▶ _WHAT YOU ARE ASKED TO DO_
Please transcribe every entry below exactly as written.

RECORDS SUPPLIED section start

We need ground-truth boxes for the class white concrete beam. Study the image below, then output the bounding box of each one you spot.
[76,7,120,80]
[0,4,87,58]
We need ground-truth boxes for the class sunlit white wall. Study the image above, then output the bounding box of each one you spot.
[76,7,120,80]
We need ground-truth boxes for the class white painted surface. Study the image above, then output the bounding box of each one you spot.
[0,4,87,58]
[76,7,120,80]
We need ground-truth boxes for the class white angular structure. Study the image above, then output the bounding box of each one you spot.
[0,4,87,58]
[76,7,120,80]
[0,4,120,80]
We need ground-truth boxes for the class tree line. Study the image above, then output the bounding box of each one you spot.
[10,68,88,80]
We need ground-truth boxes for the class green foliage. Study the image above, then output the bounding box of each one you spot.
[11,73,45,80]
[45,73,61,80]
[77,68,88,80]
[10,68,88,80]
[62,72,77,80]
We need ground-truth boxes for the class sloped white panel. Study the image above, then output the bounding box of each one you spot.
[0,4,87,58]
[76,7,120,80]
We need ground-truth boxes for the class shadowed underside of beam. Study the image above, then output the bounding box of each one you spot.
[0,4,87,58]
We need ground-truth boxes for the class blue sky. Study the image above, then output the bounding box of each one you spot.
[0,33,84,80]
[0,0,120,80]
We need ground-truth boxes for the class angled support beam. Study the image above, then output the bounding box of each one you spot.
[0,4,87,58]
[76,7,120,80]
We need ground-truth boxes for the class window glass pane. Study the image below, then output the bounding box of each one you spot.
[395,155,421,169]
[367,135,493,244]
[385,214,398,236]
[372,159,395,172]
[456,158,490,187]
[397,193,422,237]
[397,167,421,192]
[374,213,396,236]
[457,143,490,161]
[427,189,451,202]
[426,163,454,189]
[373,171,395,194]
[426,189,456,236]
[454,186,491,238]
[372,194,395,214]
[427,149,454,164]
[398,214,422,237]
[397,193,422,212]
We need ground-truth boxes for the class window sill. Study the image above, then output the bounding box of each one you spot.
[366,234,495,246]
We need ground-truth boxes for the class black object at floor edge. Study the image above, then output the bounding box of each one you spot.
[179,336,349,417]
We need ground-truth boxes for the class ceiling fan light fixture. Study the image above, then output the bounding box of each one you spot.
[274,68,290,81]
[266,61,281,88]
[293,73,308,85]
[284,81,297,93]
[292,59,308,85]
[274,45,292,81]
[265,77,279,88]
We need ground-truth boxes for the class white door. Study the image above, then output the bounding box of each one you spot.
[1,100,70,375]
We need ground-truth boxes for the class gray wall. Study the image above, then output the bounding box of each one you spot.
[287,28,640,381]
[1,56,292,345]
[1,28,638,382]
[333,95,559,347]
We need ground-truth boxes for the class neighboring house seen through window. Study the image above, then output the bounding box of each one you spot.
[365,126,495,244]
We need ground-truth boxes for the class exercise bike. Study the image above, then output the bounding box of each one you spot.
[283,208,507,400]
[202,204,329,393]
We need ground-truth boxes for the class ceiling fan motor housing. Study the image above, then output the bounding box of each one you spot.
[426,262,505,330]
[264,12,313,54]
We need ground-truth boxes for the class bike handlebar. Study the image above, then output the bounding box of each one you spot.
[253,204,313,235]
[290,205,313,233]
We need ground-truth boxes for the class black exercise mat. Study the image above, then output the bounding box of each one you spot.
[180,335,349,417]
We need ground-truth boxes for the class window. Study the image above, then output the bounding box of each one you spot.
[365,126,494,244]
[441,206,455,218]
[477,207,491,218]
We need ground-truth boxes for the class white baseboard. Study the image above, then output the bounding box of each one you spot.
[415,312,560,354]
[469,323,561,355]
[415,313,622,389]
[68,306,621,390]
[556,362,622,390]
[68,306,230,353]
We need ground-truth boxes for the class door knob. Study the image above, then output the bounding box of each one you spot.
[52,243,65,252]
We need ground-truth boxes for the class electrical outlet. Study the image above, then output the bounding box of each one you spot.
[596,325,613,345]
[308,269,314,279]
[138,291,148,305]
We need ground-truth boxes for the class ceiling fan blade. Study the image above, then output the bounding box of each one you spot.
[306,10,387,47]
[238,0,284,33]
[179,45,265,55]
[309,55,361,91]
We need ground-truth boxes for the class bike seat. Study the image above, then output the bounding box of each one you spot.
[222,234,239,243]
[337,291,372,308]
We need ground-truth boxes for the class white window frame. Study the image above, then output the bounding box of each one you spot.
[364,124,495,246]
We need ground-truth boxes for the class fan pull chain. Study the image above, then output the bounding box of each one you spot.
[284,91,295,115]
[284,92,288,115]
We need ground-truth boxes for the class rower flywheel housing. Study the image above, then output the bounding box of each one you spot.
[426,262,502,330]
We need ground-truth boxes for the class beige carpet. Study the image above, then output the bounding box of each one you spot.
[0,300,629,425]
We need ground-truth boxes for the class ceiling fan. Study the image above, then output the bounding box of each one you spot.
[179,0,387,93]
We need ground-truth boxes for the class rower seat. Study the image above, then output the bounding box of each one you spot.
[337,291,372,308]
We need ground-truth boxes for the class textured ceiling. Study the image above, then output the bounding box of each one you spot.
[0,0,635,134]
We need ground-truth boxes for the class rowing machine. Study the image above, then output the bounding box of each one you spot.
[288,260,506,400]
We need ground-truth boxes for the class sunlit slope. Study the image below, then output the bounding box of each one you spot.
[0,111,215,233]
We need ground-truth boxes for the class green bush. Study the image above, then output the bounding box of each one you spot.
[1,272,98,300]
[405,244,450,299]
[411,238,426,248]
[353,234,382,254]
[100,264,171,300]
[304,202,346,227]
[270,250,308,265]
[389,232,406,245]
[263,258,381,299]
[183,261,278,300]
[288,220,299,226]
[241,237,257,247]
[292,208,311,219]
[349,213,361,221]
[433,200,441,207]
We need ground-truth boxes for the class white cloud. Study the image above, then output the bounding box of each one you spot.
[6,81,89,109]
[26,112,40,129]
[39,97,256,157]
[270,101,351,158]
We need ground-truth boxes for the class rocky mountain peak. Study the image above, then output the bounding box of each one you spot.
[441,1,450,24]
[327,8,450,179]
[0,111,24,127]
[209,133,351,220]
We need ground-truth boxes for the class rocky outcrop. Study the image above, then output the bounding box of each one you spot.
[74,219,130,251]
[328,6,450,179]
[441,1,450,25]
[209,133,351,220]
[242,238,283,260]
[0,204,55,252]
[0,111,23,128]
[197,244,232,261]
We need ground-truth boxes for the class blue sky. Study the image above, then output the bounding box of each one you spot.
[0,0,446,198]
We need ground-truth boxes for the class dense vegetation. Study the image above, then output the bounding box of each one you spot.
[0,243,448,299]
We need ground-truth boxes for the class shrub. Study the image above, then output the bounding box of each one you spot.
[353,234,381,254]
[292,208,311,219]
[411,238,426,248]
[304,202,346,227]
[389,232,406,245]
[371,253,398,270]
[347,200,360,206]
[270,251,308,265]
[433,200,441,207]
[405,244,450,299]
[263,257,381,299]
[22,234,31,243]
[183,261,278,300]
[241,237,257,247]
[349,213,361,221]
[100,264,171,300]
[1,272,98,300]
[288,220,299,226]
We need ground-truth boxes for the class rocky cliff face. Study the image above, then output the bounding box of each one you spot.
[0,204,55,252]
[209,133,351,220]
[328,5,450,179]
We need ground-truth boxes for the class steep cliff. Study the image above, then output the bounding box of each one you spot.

RECORDS SUPPLIED section end

▶ _EXERCISE OUTPUT_
We need ground-truth boxes for the class white concrete beam. Study the image below, then output the bounding box of each one you spot.
[76,7,120,80]
[0,4,87,58]
We need ground-truth boxes for the class sunlit white wall. Study the image above, then output the bounding box of each one you spot.
[76,7,120,80]
We need ground-truth boxes for the class white painted surface. Study the image above, then output the bounding box of each one you spot.
[0,4,87,58]
[76,7,120,80]
We need ground-truth boxes for the class white angular structure. Study the image above, then output the bounding box of each one you spot.
[0,4,87,58]
[76,7,120,80]
[0,4,120,80]
We need ground-truth boxes for the class tree line. Study the image above, then output the bounding box of each one you spot.
[10,68,88,80]
We need ground-truth boxes for the class green foliage. Study the image above, then output the bounding box of each one you spot.
[11,73,45,80]
[45,73,61,80]
[77,68,88,80]
[10,68,88,80]
[62,72,77,80]
We need ground-truth boxes for the class sloped white panel. Study the image above, then output the bounding box of each one you spot.
[0,4,87,58]
[76,7,120,80]
We need ground-truth boxes for the class shadowed underside of beam. Study the image above, then output the bounding box of each one you spot.
[0,4,87,58]
We need ground-truth boxes for the class blue sky. Study the image above, then output the bounding box of each one you spot.
[0,33,84,80]
[0,0,120,80]
We need ground-truth boxes for the class angled support beam. Study the image above, then output the bounding box of each one you spot.
[0,4,87,58]
[76,7,120,80]
We need ground-truth boxes for the class window glass pane. Study the image below, then output the bounding box of each one you spot.
[395,155,421,169]
[367,135,493,244]
[385,214,398,236]
[372,159,395,172]
[456,158,490,187]
[397,193,422,237]
[397,167,421,192]
[374,213,396,236]
[457,143,490,161]
[427,189,451,202]
[426,163,454,189]
[373,171,395,194]
[426,189,456,236]
[454,186,491,238]
[372,194,395,214]
[427,149,454,164]
[398,214,422,237]
[397,193,422,212]
We need ground-truth boxes for the class window sill. Study the image above, then output the bounding box of each one you spot.
[366,234,495,246]
We need ground-truth boxes for the class black object at floor edge. Study the image above, then output the bounding box of each one you spot.
[179,336,349,417]
We need ground-truth boxes for the class ceiling fan light fixture. Study the image above, then output the bounding box of each one you spot.
[274,68,290,81]
[266,61,281,88]
[293,73,308,85]
[284,81,297,93]
[292,59,308,85]
[274,45,292,81]
[265,77,279,88]
We need ground-truth boxes for the class white door. Study the image above, then output the bounding box of each one you spot.
[1,100,70,375]
We need ground-truth boxes for the class gray wall. Study the image above, then output the bounding box of each one you spot.
[287,28,640,381]
[1,56,292,345]
[1,28,638,382]
[333,95,559,347]
We need ground-truth boxes for the class neighboring house seen through window. Study the image above, then output the bounding box of each one you spot.
[365,126,495,244]
We need ground-truth boxes for the class exercise bike. Study the image above, then output the bounding box of each one you spot.
[283,208,507,400]
[202,204,329,393]
We need ground-truth boxes for the class ceiling fan motor housing. Study the image above, then output the bounding box of each one you spot.
[426,262,505,330]
[264,12,313,54]
We need ground-truth boxes for the class bike handlebar. Study the image above, then output the bounding box of each one you spot.
[253,204,313,235]
[290,205,313,233]
We need ground-truth boxes for the class black exercise mat. Study the image above, then output the bounding box of each one you spot.
[180,335,349,417]
We need ground-truth boxes for the class window. Study the image above, then output the bounding box of each one you spot.
[365,126,494,244]
[441,206,455,218]
[477,207,491,218]
We need ground-truth boxes for the class white baseboard. Study the image above, then output the bounding box of each one you spot.
[415,312,560,354]
[469,323,561,355]
[415,313,622,389]
[68,306,621,390]
[556,362,622,390]
[68,306,230,353]
We need ground-truth boxes for the class door knob. Study the image above, then output the bounding box of each one you spot.
[52,243,65,252]
We need ground-truth boxes for the class electrical outlet. Study the image above, then output the bounding box of each one you spot.
[596,325,613,345]
[308,269,314,279]
[138,291,148,305]
We need ground-truth boxes for the class ceiling fan blade. Study the image above, then output the bounding box of each one you spot.
[306,10,387,47]
[238,0,284,33]
[179,45,265,55]
[309,55,361,91]
We need ground-truth boxes for the class bike seat. Study the image above, then output the bounding box of each one you spot.
[222,234,239,243]
[337,291,372,308]
We need ground-truth boxes for the class white window frame. Study the image above, then output the bounding box of each one you spot.
[364,124,495,246]
We need ground-truth boxes for the class fan pull chain. Study the image above, then output the bounding box of each one you spot.
[284,91,295,115]
[284,92,288,115]
We need ground-truth boxes for the class rower flywheel housing. Study the image above, then output the bounding box of each one you spot.
[426,262,502,330]
We need ground-truth boxes for the class beige carpet. Study the image above, then output the bounding box of each one you spot.
[0,300,629,425]
We need ground-truth boxes for the class ceiling fan. Study the image above, then output the bounding box of each one you spot.
[179,0,387,93]
We need ground-truth boxes for the class rower seat. Study the image above, then output the bounding box of each one you spot.
[337,291,372,308]
We need ground-truth boxes for the class textured ceiling. Study the image above, then output the bounding box of each one you spot.
[0,0,635,134]
We need ground-truth boxes for the class rowing machine. Study the image above, then output the bounding box of each one you spot.
[288,260,506,400]
We need ground-truth boxes for the class sunlit slope. Study the image below, then output the bounding box of each one you spot.
[0,111,215,233]
We need ground-truth boxes for the class green bush. Study the image above, then output the bounding box of each one you spot.
[1,272,98,300]
[405,244,450,299]
[411,238,426,248]
[353,234,382,254]
[100,264,171,300]
[304,202,346,227]
[270,250,308,265]
[389,232,406,245]
[263,258,381,299]
[183,261,278,300]
[288,220,299,226]
[241,237,257,247]
[292,208,311,219]
[349,213,361,221]
[433,200,441,207]
We need ground-truth boxes for the class white cloud. Study the image above, then output the bounding box of each one you spot.
[6,81,89,109]
[26,112,40,129]
[39,97,256,157]
[270,101,351,158]
We need ground-truth boxes for the class rocky mountain peak. Study the image above, then output the bounding box of each one you spot.
[441,1,450,24]
[327,8,450,179]
[0,111,24,127]
[209,133,351,220]
We need ground-truth boxes for the class rocky outcrop. Study the image above, then output the bounding box of each one you spot.
[74,219,130,251]
[328,6,450,179]
[441,1,450,25]
[209,133,351,220]
[242,238,283,260]
[0,204,55,252]
[0,111,23,128]
[197,244,232,261]
We need ground-truth boxes for the class blue sky. Study the image above, then output the bounding box of each one you spot.
[0,0,446,198]
We need ground-truth boxes for the class dense vegetation. Study the image above, then output the bounding box of each one you spot.
[0,243,448,299]
We need ground-truth boxes for the class shrub. Study the image above, then output the bounding box of each one you spot.
[353,234,381,254]
[292,208,311,219]
[411,238,426,248]
[304,202,346,227]
[389,232,406,245]
[371,253,398,270]
[347,200,360,206]
[270,251,308,265]
[433,200,441,207]
[405,244,450,299]
[263,257,381,299]
[22,234,31,243]
[183,261,278,300]
[241,237,257,247]
[349,213,361,221]
[100,264,171,300]
[1,272,98,300]
[288,220,299,226]
We need ground-truth boxes for the class rocky cliff face. Study the image above, then output the bounding box of each one you spot.
[0,204,55,252]
[209,133,351,220]
[328,5,450,179]
We need ground-truth boxes for the class steep cliff. Study the image above, then output the bounding box of each one you spot.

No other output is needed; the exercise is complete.